**Exercise prompt:**
Your task is to repeat the entries exactly. Leave the pictures out.

- Opening Delimiter -

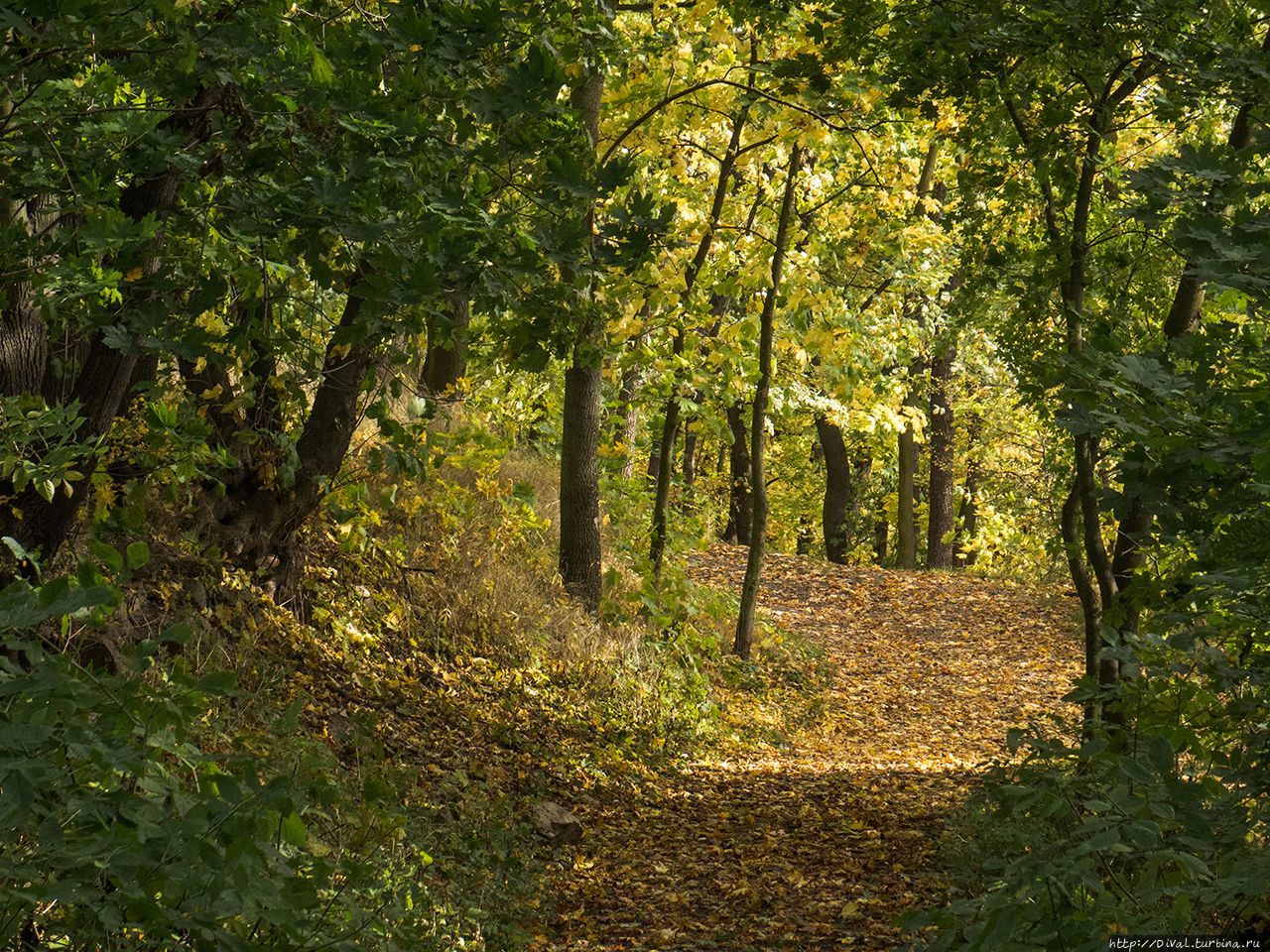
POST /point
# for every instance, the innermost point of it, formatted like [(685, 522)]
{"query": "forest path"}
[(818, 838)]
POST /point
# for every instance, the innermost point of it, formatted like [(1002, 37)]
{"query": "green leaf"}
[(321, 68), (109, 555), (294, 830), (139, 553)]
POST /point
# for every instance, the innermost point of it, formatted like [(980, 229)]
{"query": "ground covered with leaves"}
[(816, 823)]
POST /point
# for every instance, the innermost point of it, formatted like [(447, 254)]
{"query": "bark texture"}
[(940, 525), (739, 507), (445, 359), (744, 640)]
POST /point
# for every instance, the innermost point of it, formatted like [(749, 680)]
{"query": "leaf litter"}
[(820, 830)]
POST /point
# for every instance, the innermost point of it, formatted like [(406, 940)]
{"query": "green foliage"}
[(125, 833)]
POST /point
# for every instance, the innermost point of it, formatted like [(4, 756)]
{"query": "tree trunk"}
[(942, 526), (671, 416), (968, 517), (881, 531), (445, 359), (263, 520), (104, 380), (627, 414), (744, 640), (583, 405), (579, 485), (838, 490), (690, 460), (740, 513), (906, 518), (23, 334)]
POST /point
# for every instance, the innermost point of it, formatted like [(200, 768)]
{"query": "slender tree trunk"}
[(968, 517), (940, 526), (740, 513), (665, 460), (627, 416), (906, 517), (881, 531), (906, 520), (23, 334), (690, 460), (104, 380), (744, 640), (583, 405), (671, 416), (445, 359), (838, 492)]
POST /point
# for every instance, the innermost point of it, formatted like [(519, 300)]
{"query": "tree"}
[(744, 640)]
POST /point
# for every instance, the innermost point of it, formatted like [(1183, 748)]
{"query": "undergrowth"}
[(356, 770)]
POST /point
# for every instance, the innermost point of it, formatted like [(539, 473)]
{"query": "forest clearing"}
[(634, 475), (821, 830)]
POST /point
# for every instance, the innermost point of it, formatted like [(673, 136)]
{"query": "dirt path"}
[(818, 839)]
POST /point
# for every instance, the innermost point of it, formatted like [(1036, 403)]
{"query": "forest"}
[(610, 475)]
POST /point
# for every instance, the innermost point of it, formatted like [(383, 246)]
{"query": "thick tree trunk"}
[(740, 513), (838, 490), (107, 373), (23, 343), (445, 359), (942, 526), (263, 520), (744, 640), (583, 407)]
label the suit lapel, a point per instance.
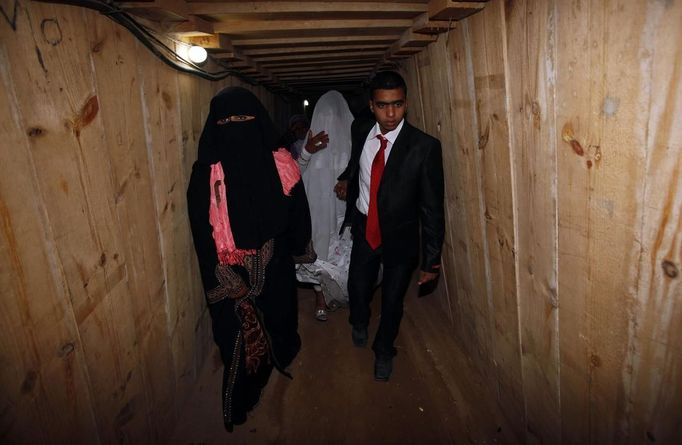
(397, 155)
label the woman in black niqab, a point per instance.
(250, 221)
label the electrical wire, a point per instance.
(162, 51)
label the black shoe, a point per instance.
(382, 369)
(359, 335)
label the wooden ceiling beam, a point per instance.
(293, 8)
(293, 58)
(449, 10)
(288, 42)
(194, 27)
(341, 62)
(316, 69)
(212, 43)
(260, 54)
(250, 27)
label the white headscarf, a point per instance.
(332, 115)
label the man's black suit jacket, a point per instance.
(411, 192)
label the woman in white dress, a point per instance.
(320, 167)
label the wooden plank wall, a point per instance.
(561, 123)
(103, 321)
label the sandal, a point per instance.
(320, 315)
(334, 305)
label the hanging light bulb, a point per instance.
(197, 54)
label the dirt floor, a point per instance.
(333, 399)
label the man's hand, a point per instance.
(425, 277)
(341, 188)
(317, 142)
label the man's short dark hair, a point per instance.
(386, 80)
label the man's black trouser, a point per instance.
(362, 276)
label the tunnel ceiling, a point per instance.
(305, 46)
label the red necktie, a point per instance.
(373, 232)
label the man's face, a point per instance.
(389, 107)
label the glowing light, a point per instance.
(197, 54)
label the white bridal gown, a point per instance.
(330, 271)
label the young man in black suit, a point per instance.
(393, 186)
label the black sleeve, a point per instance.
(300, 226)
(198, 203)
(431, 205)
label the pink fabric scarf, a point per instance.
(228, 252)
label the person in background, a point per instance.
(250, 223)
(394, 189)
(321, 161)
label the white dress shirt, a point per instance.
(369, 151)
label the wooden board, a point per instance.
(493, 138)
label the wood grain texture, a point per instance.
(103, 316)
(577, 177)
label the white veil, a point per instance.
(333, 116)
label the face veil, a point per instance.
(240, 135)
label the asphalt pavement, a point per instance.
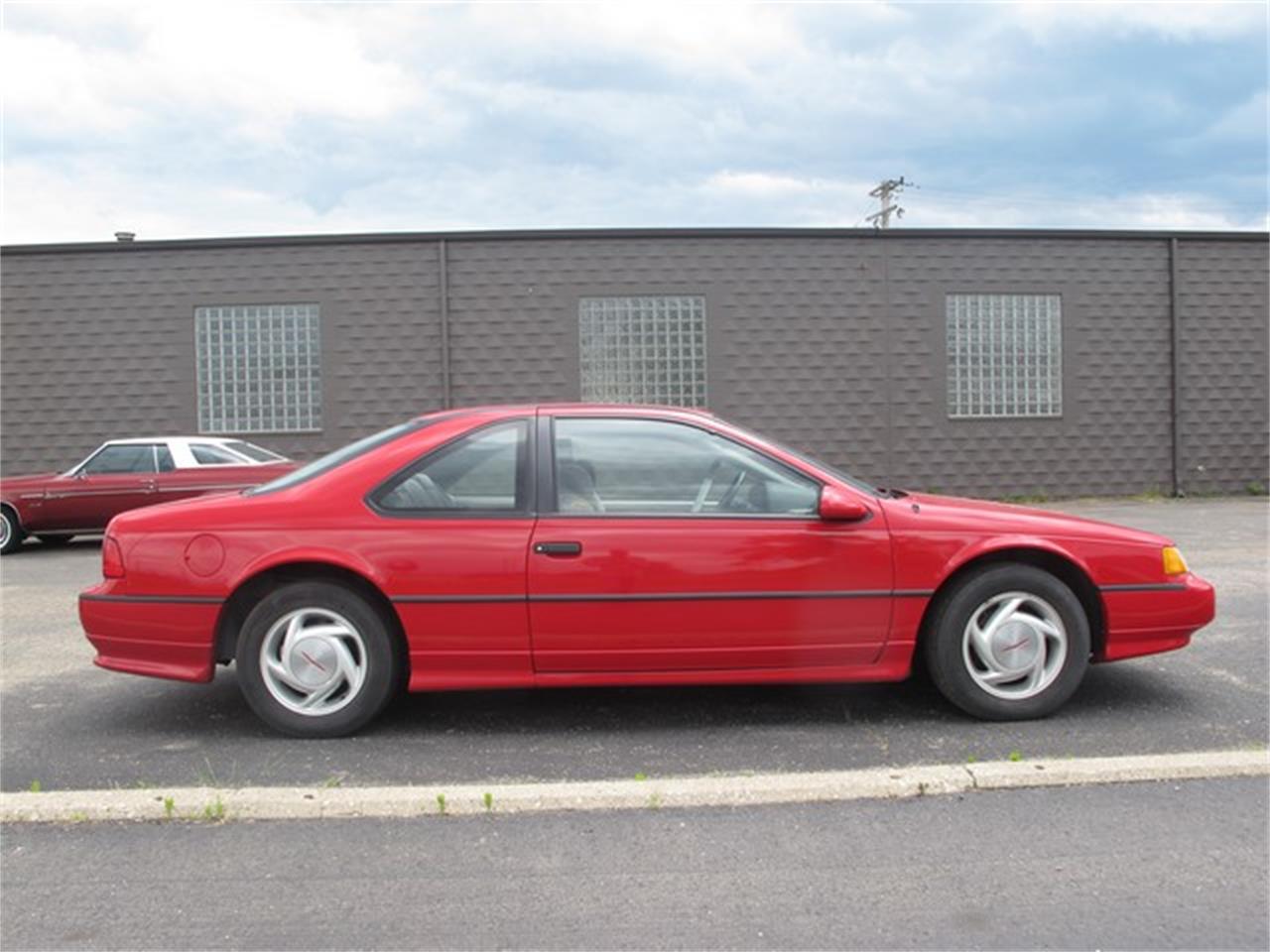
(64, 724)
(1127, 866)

- Closing Delimiter -

**Answer to this task:**
POST /point
# for every instance, the innermost point of it, formatted like [(685, 522)]
{"query": "forest path"}
[(818, 838)]
POST /point
# for every instance, the innermost point of it, formatted like [(1002, 37)]
{"query": "green leaf"}
[(321, 68), (109, 555), (294, 830), (139, 553)]
POST /point
# for every instance, the innermost point of it, formatted like [(980, 229)]
{"query": "ground covered with leaves"}
[(816, 823)]
POST /point
# for every instance, the innermost point of it, formatted like [(447, 254)]
{"query": "bark texture"}
[(940, 525), (739, 507), (445, 359), (744, 640)]
POST /point
# for every instance, the innermost point of it, formatted like [(749, 680)]
{"query": "leaf litter"}
[(820, 830)]
POST /point
# for every instance, the innermost point of it, formatted like [(406, 940)]
{"query": "green foliage"}
[(125, 833)]
POST /point
# for every instance, the innermost point of it, formatted like [(4, 756)]
{"query": "tree trunk"}
[(942, 526), (671, 416), (968, 517), (881, 531), (445, 359), (263, 520), (104, 380), (627, 414), (744, 640), (583, 405), (579, 485), (838, 490), (690, 460), (740, 513), (906, 518), (23, 334)]
POST /point
# for every instance, the innermost point of it, formatted like [(200, 768)]
{"query": "slender tree trunk"}
[(968, 517), (940, 526), (740, 513), (665, 460), (627, 416), (906, 517), (881, 531), (906, 520), (23, 334), (690, 460), (104, 380), (744, 640), (583, 405), (671, 416), (445, 359), (838, 492)]
POST /point
# for every instance, the innermost point of it, formatted like [(519, 300)]
{"query": "tree"}
[(744, 640)]
POST /point
# for every instance, the innermost point of it, formatted like [(1183, 748)]
{"query": "undergrowth"}
[(356, 770)]
POST /point
# for every instance, the innermost point of it, formatted like [(539, 473)]
{"query": "forest clearing"}
[(634, 475), (821, 830)]
POST /point
# for every instance, the innermost point of it, formatted like [(673, 136)]
{"query": "dirt path"}
[(818, 839)]
POST /point
# for every instance, the innermost point of it, formatted like [(1036, 403)]
{"query": "forest"}
[(610, 475)]
POST /point
# for every instance, the innermost point of it, formatted like [(383, 246)]
{"query": "thick tree trunk"}
[(740, 513), (838, 490), (107, 373), (23, 343), (445, 359), (942, 526), (263, 520), (744, 640), (583, 407)]
label the suit lapel, a point per instance.
(397, 155)
label the woman in black niqab, a point per instance.
(250, 221)
label the electrical wire, a point per instance.
(162, 51)
label the black shoe, a point per instance.
(382, 369)
(359, 335)
label the wooden ceiling beam, a point per instance.
(293, 8)
(293, 58)
(449, 10)
(288, 42)
(194, 27)
(341, 62)
(316, 69)
(212, 43)
(260, 54)
(250, 27)
label the white headscarf, a point per instance.
(332, 115)
label the man's black suit jacket, a point per instance.
(411, 192)
label the woman in white dress, a point per instance.
(320, 167)
label the wooden plank wall, a point per instance.
(561, 123)
(103, 321)
label the sandal, a point per instance.
(320, 315)
(334, 305)
label the hanging light bulb, a point per instance.
(197, 54)
label the dirt floor, a point per instance.
(333, 399)
label the man's hand, a point per instance.
(425, 277)
(341, 188)
(317, 142)
label the man's short dark hair, a point per instance.
(386, 80)
label the man's black trouser, a point per instance.
(362, 276)
label the tunnel ceiling, a point per instance.
(305, 46)
label the red necktie, a point per instance.
(373, 232)
label the man's face, a point per instance.
(389, 107)
label the glowing light, a point per instance.
(197, 54)
label the white bridal gown, a point per instance.
(330, 271)
label the young man in black suit, a point per instance.
(393, 186)
label the black sleeve, a point per instance.
(300, 226)
(198, 203)
(431, 205)
label the pink fabric scarf, a point per instance.
(228, 252)
label the person in background, a point per instance.
(250, 223)
(394, 189)
(321, 161)
label the white dress shirt, a point per instance.
(369, 151)
label the wooden board, a point per instance.
(493, 138)
label the wood grain texture, a point per instance.
(103, 316)
(577, 177)
label the white veil, a point per instance.
(333, 116)
label the face veil, a point per instance.
(240, 135)
label the asphalt pavement, a point per instance.
(64, 724)
(1127, 866)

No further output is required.